- [PROBLEM]
Copy out exactly each line from the line with "Thank you for the photograph above. Please mark the truck" through the last line of the material below.

Labeled-object pointing entries
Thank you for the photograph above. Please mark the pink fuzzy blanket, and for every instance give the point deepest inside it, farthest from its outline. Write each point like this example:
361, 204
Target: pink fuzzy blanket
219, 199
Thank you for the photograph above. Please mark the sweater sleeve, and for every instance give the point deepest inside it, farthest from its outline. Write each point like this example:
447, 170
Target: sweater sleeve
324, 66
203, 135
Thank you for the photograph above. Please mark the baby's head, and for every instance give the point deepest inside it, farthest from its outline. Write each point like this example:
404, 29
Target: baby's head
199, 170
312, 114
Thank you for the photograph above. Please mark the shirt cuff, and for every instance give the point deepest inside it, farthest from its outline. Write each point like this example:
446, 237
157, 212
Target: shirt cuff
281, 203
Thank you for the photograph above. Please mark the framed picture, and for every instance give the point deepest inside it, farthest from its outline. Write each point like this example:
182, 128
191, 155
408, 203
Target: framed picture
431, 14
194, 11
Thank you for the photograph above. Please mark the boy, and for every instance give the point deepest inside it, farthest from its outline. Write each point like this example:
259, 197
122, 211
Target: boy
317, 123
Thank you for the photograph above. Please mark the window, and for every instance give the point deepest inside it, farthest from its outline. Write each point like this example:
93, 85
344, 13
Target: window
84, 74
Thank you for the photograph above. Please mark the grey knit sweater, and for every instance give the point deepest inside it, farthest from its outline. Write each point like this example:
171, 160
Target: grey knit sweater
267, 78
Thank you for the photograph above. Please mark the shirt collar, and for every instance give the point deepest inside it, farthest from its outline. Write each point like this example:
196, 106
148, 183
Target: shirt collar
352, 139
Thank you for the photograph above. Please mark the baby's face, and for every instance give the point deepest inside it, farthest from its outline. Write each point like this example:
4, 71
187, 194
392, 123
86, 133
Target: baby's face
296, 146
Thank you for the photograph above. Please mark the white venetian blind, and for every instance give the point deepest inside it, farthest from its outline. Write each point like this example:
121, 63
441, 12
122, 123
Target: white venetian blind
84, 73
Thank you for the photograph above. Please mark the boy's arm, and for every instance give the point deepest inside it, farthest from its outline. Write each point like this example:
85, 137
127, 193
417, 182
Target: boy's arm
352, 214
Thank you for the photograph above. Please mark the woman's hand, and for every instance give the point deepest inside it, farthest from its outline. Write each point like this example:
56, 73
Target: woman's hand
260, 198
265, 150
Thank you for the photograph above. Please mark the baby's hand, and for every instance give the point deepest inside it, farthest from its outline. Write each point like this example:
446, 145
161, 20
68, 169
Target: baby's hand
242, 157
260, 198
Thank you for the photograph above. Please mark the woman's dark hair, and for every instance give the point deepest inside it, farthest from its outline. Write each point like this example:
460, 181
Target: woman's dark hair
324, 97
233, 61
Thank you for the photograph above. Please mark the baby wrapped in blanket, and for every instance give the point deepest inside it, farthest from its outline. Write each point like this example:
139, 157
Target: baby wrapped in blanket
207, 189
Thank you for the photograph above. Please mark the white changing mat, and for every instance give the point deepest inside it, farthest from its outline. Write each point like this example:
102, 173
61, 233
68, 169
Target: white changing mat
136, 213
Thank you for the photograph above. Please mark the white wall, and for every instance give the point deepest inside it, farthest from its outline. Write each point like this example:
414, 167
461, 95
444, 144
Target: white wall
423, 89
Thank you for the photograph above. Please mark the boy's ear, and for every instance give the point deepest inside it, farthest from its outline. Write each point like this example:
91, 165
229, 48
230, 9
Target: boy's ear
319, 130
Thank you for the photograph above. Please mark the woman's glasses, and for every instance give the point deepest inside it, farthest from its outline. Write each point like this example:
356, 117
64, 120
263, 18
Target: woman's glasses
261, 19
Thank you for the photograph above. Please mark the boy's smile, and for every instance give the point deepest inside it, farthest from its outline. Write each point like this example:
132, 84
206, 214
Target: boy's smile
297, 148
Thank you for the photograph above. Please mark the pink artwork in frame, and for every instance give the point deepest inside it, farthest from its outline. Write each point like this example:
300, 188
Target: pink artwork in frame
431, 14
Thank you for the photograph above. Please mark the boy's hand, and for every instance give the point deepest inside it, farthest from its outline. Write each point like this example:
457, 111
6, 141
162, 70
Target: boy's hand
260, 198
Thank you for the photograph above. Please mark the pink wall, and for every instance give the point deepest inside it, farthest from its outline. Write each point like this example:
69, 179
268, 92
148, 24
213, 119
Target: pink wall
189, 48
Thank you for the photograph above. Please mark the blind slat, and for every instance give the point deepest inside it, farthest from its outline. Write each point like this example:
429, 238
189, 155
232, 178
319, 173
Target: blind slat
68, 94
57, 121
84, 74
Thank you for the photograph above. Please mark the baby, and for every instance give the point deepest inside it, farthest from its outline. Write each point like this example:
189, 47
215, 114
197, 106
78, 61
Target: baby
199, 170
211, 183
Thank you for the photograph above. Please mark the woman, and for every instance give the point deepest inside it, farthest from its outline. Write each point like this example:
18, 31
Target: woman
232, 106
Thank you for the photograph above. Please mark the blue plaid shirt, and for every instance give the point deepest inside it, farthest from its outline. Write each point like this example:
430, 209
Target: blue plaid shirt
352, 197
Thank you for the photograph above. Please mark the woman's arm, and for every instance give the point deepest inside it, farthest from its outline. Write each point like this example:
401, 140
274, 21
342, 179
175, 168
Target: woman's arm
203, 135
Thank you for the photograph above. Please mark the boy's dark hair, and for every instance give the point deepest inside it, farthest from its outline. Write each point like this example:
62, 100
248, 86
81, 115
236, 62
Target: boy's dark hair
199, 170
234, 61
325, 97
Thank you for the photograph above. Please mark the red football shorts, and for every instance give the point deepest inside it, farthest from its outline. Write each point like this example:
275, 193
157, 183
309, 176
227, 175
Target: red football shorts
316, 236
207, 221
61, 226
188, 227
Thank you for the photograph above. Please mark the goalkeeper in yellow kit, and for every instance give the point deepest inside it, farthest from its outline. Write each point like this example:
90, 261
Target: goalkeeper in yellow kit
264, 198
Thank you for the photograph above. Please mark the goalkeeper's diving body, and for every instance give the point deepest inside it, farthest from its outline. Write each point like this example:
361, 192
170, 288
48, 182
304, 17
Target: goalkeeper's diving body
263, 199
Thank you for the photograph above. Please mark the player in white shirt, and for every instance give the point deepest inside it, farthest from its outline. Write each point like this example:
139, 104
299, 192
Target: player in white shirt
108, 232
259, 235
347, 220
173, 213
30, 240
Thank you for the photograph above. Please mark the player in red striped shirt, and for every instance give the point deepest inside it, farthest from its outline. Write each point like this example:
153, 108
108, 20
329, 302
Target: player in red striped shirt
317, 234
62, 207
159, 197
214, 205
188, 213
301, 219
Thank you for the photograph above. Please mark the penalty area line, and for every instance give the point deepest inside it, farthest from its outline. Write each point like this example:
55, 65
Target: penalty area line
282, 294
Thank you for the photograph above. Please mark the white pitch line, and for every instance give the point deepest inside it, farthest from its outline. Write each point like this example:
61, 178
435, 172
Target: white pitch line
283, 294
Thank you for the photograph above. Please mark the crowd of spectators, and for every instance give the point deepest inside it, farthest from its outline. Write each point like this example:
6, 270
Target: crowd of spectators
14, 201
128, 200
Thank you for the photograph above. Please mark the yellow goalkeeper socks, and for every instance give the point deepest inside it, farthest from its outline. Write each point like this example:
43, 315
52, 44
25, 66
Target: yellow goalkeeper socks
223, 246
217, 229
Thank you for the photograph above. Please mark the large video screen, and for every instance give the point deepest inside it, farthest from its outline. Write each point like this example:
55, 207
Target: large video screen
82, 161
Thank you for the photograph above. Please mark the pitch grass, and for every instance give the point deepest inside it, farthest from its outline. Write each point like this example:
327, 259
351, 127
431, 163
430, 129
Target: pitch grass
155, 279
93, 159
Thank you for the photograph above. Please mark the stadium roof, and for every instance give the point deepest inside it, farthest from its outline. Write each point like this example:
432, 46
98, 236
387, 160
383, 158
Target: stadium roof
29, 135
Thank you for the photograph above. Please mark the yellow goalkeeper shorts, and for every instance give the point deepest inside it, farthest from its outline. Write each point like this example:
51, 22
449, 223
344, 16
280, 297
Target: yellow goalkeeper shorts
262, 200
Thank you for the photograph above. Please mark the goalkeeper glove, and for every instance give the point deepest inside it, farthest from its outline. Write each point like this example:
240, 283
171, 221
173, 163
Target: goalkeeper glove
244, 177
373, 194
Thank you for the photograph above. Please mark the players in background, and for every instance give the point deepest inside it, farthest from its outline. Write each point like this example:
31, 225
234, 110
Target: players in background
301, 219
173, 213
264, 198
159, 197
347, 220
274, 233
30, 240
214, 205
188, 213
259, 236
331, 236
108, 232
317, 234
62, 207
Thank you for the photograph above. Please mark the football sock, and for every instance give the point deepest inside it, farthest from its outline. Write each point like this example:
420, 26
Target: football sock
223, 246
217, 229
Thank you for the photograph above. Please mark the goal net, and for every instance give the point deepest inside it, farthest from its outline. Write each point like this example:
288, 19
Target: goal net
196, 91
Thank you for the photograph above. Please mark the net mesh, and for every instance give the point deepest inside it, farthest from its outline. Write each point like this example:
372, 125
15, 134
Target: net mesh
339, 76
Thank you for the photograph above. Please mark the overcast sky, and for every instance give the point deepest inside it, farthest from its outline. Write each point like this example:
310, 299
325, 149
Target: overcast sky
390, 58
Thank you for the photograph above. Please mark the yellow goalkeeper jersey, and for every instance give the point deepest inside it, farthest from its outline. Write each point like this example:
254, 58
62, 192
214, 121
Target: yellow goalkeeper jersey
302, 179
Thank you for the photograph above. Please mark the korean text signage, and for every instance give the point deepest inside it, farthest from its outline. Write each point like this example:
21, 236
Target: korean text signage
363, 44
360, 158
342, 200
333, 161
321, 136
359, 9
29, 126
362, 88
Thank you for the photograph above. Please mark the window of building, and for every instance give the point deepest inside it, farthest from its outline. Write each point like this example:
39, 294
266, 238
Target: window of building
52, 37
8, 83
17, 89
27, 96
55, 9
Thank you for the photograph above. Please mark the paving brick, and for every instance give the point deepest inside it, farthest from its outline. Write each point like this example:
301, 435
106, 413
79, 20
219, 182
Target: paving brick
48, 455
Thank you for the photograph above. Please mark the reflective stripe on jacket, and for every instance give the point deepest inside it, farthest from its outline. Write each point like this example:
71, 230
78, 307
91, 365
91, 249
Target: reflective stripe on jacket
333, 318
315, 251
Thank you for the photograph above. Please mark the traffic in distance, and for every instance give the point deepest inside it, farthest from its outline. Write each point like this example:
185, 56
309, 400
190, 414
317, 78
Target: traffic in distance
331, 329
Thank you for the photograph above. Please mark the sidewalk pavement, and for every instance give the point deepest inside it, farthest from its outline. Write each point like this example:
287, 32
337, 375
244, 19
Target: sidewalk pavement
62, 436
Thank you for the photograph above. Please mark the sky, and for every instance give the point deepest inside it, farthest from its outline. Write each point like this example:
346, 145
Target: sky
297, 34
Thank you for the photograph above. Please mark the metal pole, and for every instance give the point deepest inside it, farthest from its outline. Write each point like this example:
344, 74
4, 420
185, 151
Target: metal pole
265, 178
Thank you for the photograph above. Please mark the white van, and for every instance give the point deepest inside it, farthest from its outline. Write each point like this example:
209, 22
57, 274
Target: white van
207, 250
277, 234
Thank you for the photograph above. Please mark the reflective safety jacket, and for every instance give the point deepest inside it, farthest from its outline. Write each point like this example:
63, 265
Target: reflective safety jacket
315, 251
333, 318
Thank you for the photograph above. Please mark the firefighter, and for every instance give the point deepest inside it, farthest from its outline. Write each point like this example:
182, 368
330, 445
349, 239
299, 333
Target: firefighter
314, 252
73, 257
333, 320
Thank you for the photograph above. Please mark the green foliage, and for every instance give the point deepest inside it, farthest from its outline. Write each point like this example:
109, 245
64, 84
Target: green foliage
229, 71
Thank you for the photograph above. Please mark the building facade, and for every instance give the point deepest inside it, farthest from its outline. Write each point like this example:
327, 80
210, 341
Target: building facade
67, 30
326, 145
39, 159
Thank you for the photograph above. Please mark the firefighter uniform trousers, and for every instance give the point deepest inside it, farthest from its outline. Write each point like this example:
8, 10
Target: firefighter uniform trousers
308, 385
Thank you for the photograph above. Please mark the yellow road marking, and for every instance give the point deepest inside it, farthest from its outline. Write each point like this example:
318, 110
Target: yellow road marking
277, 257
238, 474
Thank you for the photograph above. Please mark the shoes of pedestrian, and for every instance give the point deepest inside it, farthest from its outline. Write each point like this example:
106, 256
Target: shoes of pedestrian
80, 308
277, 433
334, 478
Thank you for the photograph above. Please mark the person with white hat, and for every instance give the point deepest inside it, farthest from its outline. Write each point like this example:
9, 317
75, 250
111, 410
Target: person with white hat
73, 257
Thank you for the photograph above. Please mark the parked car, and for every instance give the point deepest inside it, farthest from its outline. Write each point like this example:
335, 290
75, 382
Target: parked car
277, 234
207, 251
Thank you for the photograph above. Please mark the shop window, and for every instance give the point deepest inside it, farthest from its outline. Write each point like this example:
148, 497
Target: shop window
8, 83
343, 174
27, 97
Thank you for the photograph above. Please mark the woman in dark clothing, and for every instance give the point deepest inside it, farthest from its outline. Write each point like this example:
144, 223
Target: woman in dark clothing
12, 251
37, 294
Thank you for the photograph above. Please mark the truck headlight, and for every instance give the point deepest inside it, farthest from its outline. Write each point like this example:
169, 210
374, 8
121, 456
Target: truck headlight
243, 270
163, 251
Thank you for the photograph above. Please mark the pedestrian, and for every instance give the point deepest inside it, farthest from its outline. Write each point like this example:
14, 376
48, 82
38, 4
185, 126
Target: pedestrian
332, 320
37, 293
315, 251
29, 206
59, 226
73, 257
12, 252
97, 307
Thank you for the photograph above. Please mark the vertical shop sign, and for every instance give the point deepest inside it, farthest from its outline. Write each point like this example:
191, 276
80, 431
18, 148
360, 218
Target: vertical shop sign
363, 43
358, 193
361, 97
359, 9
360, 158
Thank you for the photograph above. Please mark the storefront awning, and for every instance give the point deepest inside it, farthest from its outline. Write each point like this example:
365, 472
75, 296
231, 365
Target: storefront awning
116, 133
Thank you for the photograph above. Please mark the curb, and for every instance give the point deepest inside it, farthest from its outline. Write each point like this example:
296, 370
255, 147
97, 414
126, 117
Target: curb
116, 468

- [EXPECTED ANSWER]
Thank you for the photograph above. Please mark the truck headlight, and for every instance give the point deepest inside it, farthest from its outline. Write each point like this example:
169, 210
374, 8
121, 456
Target: truck headlight
243, 270
163, 251
Thank you for the photograph above. Please mark the pedestrian, and for every instance give the point deepest inside it, farthest from its outline. Write each point like this example:
14, 376
48, 82
38, 4
185, 126
Target: pedestrian
332, 320
37, 293
315, 251
29, 206
59, 226
73, 257
12, 252
97, 307
Thank you for the photograph above. Please mark the vertical shop sign, and for every instance give the point deepest inside it, farthest from its outline. Write each point like this example:
191, 276
80, 431
18, 148
360, 218
Target: vertical shop sign
363, 43
358, 193
361, 97
359, 9
360, 158
Thank you for the photograph above. Please mark the storefront awning, and for every instance give the point deepest inside it, farthest from its outline. Write each point like this example:
365, 472
75, 296
231, 365
Target: storefront awning
116, 133
Thank you for the photograph above. Please mark the curb, and for every instance give the point deepest inside it, farthest from its outline. Write each point like this example:
296, 370
255, 147
97, 414
126, 117
Target: curb
116, 468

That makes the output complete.